* Page excerpt
>>>

This exaggeration gets tiresome, there are some great uses for LLM. The copilot autocomplete got to be one of the greatest QoL functions in a modern IDE.
It also generally work great for tech support, and lowers the skill requirement for installing and maintaining a Linux distro. Nowadays I will usually just redirect tech support questions from family members to an LLM.
Just because it won’t solve cancer in 10 years like the tech bros preach doesn’t mean the tech is without uses.
Yeah, it’s really tiring when there are so many good uses from both image LLMs and chat LLMs. They shouldn’t be used to produce a final product, but it can get 50-80% of the way there.
Just their use as upscalers (which I know isn’t a LLM) are magical, and far far better than JPEG compression. With the right upscaler, you can double the size of an image and it looks just fine.
Instead, we are far too engrossed in how “AI is taking our jobs” and shit. No, AI isn’t taking your jobs. The greedy corporate assholes are taking your jobs.
Catherine Flick from Staffordshire University noted that these models do not “understand” anything better or worse when preloaded with a specific prompt; they simply access different sets of weights and probabilities.
Exactly what I was thinking. I think this is the key point and why it’s not alarming or surprising at all (at least to me).
“In my opinion, nobody should ever attempt to hand-write a prompt again. Let the model do it for you,” he said.
But I disagree at this point. We should not lose the ability to hand write prompts, as we need to learn and understand and check the prompts ourselves. AI’s should not gain full control, it should still stay a tool in “our hands”. Write it yourself and compare it to the AI, then you might learn and get better too, just like the AI. If you don’t, then you stay dumb and the AI does everything for you. This is the worst in my opinion.
I, too, write articles about images, then include a potato-quality image to illustrate the article.

<<<

* Exercise set
1. List every distinct abbreviation used in the comment thread, counting singular and plural forms as one.
2. Reproduce the part of the comment thread that starts with the words containing "Just because it" and ends with "looks just fine.".

* Information given

>>>

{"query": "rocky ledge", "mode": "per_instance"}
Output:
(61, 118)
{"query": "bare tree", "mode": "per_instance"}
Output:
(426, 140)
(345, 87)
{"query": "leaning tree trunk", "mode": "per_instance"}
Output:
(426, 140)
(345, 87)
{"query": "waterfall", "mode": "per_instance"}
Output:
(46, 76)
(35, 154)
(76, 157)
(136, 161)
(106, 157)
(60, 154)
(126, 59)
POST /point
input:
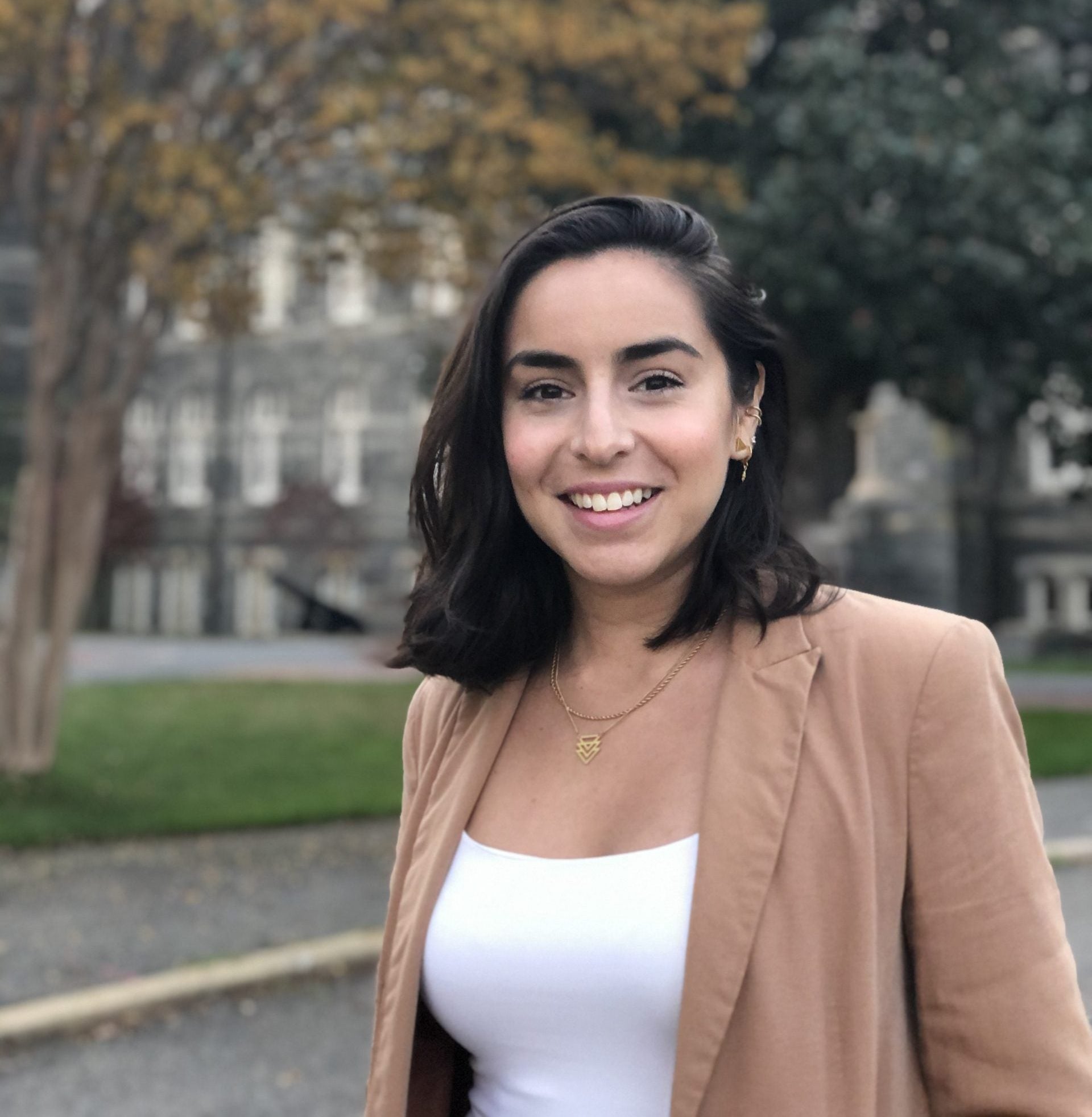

<<<

* Answers for this exercise
1. LLM, QoL, IDE, JPEG, AI

2.
Just because it won’t solve cancer in 10 years like the tech bros preach doesn’t mean the tech is without uses.
Yeah, it’s really tiring when there are so many good uses from both image LLMs and chat LLMs. They shouldn’t be used to produce a final product, but it can get 50-80% of the way there.
Just their use as upscalers (which I know isn’t a LLM) are magical, and far far better than JPEG compression. With the right upscaler, you can double the size of an image and it looks just fine.